◆ WHAT IS REQUIRED ◆
Quote the C2Motorsports update post from "## C2Motorsports (Nov" to "for future release.".

# C2Motorsports Product Development Updates



## C2Motorsports (Nov 25, 2003)

UPDATE: 10.8.09
We first want to start off by saying thank you to the 2.5 community for their support in the products that we are designing for this AWESOME motor. We at C2 are having so much fun finding out what can be made out of the, "Little Engine That Could". Although a lot may consider the 2.5 the baseline motor, we feel that there is quite a bit of hidden potential.
I have been reading the forums and see that there is quite a bit of excitement and anticipation of product. I wanted to take a few moments to update the community on what C2 has going on, and what we are working on for future release.
*QuickFlow*
C2 released the prototype QuickFlow SRI at this year's Waterfest, as it was seen on the NLS NA Monster Project. Although we were happy with the fitment and the appearance, we felt that the performance aspects of the SRI could be improved upon. Our motivation is to create a well-engineered power-proven product that works. We are sensitive to the fact that consumers want to invest in the best products for their cars, and they want that investment to payoff with power. We will be working on the redesign of the Quick Flow and hope to have a new revision available in the next couple of months. Please remember it takes time to design, draw, machine, fabricate, fit, tune, test, re-design, re-fabricate and on and on and on.
*CAMS*
Our CAM development is also an ongoing project and without getting into the boring details....it's A LOT OF WORK. As we are the first company to take on a redesigned CAM, and there is not available BLANKS to start from, the process of design and manufacturing is very tedious. We are dedicated to the CAM product, and we still are very excited about the unleashed power potential. We will continue to keep our nose to the car and will have something to offer in the future.
*Turbo Kits*
We continue to push our Stage 3 car with stock internals to REALLY see how strong these motors are. We are all aware of the reports that they cannot withstand high boost and high hp/tq, but until we see it for ourselves, we cannot make the most informed response. So far, using our Low CR kit, we are pushing the stock bottom end farther than once thought safe. We have installed larger injectors, low CR kit, as well as developing new HI POWER Flash software for this car. 
*Software*
Jeff has installed larger injectors and our PRO.MAF onto our Stage 3 Turbo car. He has been tuning it on a weekly basis. This software will be available not only as an upgrade to our existing Turbo Kits, but will also be available to all 2.5 owners that purchase Hardware Only kits and need software; or for the guy out there that is building their own custom turbo kit. We will continue to be committed to the 2.5 community offering both NA and FI Software.
*Special Projects*
You didn't really think I was going to let the cat out of the bag did you

__
Image uploading. Refresh page to view










C2Motorsports


_Modified by C2Motorsports at 11:04 AM 10-8-2009_


----------



## nothing-leaves-stock (Mar 1, 2005)

Dataset rows
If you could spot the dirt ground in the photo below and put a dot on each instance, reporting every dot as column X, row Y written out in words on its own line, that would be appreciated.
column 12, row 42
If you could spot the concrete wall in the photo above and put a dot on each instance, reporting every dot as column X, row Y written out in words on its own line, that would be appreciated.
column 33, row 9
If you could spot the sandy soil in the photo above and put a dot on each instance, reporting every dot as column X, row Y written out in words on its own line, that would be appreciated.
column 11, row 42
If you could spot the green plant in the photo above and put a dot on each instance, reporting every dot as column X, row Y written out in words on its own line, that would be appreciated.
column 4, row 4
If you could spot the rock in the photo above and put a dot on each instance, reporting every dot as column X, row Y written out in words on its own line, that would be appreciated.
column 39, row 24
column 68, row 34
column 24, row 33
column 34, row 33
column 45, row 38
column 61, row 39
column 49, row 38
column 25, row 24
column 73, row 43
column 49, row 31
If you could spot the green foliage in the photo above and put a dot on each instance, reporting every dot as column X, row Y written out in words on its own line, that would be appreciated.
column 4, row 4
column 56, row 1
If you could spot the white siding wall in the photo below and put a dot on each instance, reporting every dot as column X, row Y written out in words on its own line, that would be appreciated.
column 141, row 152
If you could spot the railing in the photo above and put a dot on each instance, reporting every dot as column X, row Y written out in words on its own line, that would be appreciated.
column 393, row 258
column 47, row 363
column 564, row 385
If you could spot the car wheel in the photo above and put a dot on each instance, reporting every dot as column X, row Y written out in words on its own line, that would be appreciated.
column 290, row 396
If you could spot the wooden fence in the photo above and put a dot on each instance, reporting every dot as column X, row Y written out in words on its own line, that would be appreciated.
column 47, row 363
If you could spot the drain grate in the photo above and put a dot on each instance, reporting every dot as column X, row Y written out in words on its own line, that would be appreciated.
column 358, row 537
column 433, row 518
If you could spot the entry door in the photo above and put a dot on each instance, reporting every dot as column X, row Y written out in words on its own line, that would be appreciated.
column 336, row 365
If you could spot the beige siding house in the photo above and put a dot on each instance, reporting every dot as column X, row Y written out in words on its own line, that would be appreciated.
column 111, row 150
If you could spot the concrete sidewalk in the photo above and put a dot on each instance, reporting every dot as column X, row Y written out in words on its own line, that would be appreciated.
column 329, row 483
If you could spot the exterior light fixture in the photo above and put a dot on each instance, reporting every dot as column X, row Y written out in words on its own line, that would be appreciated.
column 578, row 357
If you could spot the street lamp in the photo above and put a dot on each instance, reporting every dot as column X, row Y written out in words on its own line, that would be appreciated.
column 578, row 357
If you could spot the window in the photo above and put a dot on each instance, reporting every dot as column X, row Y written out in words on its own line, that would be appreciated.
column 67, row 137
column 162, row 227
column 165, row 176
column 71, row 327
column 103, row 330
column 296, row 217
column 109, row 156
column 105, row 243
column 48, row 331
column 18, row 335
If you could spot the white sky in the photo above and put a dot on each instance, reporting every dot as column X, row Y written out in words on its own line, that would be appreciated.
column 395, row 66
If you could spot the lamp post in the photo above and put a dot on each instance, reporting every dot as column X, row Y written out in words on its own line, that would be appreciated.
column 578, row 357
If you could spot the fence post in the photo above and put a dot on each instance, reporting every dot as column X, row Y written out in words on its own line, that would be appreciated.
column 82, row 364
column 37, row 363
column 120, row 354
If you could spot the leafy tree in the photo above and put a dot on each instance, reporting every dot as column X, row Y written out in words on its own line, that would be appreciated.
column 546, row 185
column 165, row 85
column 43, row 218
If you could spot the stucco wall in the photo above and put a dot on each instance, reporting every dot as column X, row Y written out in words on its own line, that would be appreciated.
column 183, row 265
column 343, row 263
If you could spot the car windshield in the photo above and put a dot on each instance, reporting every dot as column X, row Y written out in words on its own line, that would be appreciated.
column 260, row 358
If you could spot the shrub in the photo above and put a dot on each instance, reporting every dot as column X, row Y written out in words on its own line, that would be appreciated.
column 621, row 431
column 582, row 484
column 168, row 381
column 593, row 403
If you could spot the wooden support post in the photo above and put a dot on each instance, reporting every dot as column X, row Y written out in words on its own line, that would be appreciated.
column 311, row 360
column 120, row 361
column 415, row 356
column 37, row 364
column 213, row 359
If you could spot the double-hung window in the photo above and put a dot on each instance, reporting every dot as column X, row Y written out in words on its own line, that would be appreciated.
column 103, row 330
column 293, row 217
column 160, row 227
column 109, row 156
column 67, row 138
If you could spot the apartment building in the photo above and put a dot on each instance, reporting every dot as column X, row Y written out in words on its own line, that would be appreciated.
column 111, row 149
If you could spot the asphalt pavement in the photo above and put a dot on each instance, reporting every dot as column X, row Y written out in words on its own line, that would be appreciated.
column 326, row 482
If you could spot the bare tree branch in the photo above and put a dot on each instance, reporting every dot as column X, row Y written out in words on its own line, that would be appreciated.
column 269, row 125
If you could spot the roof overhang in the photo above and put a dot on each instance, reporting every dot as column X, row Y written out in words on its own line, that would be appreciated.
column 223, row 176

◆ RESULT ◆
## C2Motorsports (Nov 25, 2003)

UPDATE: 10.8.09
We first want to start off by saying thank you to the 2.5 community for their support in the products that we are designing for this AWESOME motor. We at C2 are having so much fun finding out what can be made out of the, "Little Engine That Could". Although a lot may consider the 2.5 the baseline motor, we feel that there is quite a bit of hidden potential.
I have been reading the forums and see that there is quite a bit of excitement and anticipation of product. I wanted to take a few moments to update the community on what C2 has going on, and what we are working on for future release.